▶ [YOUR GOAL] Write out, word for word, the portion of the expectiminimax passage that begins with the words containing "To summarize what" and ends with "200 * 93.75%).".

To summarize what an expectiminimax algorithm does is this:
The game is represented as a tree. Every move in a tree is called a node. At any point, the game is given a score. A positive score means the AI is winning; a negative score means the opponent is winning. The magnitude of the score determines how far ahead either person is. On any node for the AI, I try and find the move that maximizes the score. On any node for the foe, I try and find the move that minimizes the score (tries to make it more negative or less positive, which is maximizing the score from the point of view of the foe). On any node for God, I look at all nodes and average the score based on how likely each node is to be visited. For instance if the score after a CH is 600, and the score after not a CH is 200, the expected value for that is 225 (600 * 6.25% + 200 * 93.75%).
I am uncertain of what scores to assign to various conditions, however. This is what I want help with. To see an example, consider GNU Chess.

▶ [Natural-language object grounding data]
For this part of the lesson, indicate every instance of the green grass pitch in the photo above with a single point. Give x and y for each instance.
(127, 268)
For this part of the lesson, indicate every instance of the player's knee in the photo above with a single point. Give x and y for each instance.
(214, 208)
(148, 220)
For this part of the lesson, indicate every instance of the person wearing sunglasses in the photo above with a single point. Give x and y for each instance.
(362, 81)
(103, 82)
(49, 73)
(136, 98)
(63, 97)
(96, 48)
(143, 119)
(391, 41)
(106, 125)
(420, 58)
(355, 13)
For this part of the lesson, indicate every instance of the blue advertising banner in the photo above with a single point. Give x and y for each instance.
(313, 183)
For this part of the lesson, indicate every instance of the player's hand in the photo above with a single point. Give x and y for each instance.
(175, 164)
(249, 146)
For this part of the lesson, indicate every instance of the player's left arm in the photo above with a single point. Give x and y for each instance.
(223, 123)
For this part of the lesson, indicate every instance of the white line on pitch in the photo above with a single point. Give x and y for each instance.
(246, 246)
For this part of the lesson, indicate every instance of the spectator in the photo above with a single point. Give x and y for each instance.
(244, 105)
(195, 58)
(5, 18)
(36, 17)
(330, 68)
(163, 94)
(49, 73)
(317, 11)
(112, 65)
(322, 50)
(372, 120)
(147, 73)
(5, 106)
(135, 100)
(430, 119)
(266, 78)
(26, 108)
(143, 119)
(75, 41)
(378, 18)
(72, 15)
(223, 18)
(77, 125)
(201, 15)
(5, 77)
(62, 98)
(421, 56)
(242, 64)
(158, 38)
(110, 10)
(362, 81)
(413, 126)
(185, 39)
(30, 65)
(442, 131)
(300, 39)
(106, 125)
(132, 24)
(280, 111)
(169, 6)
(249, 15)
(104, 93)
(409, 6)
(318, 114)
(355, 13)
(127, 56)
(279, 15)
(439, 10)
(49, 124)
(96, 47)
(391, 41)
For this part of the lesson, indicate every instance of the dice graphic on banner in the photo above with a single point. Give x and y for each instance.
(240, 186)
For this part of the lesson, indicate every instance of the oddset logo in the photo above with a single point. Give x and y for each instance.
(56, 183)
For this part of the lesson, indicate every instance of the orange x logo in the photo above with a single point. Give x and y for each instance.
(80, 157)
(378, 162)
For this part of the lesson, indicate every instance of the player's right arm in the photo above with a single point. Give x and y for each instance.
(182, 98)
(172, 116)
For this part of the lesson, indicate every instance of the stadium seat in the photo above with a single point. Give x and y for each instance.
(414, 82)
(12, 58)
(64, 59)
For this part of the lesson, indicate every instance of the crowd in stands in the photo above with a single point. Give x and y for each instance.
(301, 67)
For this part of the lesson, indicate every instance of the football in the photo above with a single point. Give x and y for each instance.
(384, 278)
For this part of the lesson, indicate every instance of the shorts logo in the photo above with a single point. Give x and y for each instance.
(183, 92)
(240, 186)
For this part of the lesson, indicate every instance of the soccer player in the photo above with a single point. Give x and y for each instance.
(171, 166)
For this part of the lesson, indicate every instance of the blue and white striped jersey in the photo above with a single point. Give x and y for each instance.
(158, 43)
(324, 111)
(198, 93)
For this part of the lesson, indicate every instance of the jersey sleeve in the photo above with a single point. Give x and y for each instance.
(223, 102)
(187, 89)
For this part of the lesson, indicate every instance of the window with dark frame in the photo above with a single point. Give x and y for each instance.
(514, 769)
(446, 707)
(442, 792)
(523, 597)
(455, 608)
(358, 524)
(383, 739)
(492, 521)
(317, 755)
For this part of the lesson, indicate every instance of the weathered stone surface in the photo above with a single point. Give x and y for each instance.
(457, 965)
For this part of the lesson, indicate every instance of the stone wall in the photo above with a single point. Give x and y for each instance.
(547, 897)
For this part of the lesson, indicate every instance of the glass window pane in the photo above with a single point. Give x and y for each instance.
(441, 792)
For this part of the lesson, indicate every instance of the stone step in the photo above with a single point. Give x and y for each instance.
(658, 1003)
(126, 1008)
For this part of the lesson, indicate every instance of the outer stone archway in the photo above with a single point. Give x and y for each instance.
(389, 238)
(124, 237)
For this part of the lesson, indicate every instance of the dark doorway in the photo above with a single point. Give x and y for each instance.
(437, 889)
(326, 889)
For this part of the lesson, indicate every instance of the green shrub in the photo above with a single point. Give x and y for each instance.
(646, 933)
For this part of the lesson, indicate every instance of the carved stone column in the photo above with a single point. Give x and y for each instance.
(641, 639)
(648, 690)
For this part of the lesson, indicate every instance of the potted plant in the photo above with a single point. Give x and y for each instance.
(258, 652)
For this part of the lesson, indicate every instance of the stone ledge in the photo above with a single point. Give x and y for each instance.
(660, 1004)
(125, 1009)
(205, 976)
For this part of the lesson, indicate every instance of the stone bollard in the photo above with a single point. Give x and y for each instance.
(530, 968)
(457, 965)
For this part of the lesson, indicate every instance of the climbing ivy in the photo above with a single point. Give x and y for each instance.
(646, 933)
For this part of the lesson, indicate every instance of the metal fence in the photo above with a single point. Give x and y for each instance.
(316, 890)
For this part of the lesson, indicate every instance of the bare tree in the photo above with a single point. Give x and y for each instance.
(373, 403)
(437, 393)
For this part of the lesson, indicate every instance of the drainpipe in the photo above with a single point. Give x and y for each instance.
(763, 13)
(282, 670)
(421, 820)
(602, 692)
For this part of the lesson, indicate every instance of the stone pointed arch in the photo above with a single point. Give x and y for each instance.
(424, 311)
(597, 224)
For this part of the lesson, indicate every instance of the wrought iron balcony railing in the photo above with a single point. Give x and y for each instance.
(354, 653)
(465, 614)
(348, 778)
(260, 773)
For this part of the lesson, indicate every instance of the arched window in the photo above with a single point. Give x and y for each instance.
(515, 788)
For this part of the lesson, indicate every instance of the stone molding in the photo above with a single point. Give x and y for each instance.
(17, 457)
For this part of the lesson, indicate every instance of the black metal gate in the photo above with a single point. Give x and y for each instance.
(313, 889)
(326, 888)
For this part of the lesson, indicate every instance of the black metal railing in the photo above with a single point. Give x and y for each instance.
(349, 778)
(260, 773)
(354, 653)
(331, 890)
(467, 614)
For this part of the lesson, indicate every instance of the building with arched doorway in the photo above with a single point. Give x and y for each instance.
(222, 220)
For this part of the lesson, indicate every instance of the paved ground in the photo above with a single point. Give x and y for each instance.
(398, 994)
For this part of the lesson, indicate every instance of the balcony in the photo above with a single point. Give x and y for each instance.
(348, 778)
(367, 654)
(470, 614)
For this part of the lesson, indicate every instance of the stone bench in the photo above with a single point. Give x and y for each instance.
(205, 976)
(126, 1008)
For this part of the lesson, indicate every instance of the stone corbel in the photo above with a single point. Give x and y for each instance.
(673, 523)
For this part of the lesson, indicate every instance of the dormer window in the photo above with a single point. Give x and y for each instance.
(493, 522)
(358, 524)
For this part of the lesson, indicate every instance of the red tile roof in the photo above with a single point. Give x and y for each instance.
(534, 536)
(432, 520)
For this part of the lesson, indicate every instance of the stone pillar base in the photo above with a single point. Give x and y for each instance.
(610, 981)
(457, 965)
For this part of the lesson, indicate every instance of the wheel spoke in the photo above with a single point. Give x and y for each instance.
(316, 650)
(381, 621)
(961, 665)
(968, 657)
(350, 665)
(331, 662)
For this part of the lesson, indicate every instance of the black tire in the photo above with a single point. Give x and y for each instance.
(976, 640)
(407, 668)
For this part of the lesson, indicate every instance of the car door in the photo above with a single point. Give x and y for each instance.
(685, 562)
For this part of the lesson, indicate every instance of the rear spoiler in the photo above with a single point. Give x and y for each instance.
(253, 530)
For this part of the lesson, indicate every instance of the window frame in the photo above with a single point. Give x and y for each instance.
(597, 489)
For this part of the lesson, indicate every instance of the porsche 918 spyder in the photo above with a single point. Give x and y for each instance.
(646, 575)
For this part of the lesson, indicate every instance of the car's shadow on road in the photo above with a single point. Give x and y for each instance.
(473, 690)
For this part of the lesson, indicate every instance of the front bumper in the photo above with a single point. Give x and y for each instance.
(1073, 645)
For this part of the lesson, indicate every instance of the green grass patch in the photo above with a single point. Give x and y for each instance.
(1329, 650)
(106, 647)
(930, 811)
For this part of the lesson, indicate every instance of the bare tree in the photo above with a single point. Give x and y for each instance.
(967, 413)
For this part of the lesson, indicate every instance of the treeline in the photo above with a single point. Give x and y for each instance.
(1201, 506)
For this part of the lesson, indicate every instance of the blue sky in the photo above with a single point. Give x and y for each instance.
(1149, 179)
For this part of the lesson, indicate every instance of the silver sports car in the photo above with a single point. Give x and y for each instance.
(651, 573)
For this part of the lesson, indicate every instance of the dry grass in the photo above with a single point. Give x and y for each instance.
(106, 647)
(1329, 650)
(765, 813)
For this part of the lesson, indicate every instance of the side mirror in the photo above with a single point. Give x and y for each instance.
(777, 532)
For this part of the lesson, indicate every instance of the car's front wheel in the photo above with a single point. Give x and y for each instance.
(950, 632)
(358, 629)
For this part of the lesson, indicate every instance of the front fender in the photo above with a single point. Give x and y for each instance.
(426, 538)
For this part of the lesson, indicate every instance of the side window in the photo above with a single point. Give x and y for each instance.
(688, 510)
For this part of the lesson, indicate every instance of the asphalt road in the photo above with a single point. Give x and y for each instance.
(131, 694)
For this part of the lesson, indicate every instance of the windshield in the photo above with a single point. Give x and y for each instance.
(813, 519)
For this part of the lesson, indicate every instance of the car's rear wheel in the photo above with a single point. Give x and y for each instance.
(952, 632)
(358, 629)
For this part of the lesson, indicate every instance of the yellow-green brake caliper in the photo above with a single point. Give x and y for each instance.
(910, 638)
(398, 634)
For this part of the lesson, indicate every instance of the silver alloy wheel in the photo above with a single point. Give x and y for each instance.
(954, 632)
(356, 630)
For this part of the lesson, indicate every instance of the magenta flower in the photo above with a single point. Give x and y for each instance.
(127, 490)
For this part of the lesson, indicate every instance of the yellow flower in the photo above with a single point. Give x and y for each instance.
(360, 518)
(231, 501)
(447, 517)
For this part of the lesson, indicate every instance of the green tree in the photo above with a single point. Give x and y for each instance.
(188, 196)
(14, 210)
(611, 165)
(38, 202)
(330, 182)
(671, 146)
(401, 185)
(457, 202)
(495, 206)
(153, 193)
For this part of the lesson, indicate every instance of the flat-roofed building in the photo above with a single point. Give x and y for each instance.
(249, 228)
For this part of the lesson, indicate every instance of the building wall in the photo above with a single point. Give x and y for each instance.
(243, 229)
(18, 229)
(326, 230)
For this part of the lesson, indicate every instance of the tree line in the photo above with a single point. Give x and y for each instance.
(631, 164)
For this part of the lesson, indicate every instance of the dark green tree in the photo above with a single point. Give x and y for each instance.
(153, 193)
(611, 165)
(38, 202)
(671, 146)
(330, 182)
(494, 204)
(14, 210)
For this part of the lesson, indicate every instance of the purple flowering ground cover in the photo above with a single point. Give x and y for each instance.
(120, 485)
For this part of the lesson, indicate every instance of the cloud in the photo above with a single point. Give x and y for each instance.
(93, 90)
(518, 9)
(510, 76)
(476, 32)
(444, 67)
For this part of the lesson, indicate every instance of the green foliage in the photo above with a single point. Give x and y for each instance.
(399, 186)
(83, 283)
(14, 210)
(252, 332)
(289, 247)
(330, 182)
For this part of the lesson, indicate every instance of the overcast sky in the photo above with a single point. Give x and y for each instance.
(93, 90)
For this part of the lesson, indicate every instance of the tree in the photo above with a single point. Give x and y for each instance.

▶ [RESULT OF THIS EXERCISE]
To summarize what an expectiminimax algorithm does is this:
The game is represented as a tree. Every move in a tree is called a node. At any point, the game is given a score. A positive score means the AI is winning; a negative score means the opponent is winning. The magnitude of the score determines how far ahead either person is. On any node for the AI, I try and find the move that maximizes the score. On any node for the foe, I try and find the move that minimizes the score (tries to make it more negative or less positive, which is maximizing the score from the point of view of the foe). On any node for God, I look at all nodes and average the score based on how likely each node is to be visited. For instance if the score after a CH is 600, and the score after not a CH is 200, the expected value for that is 225 (600 * 6.25% + 200 * 93.75%).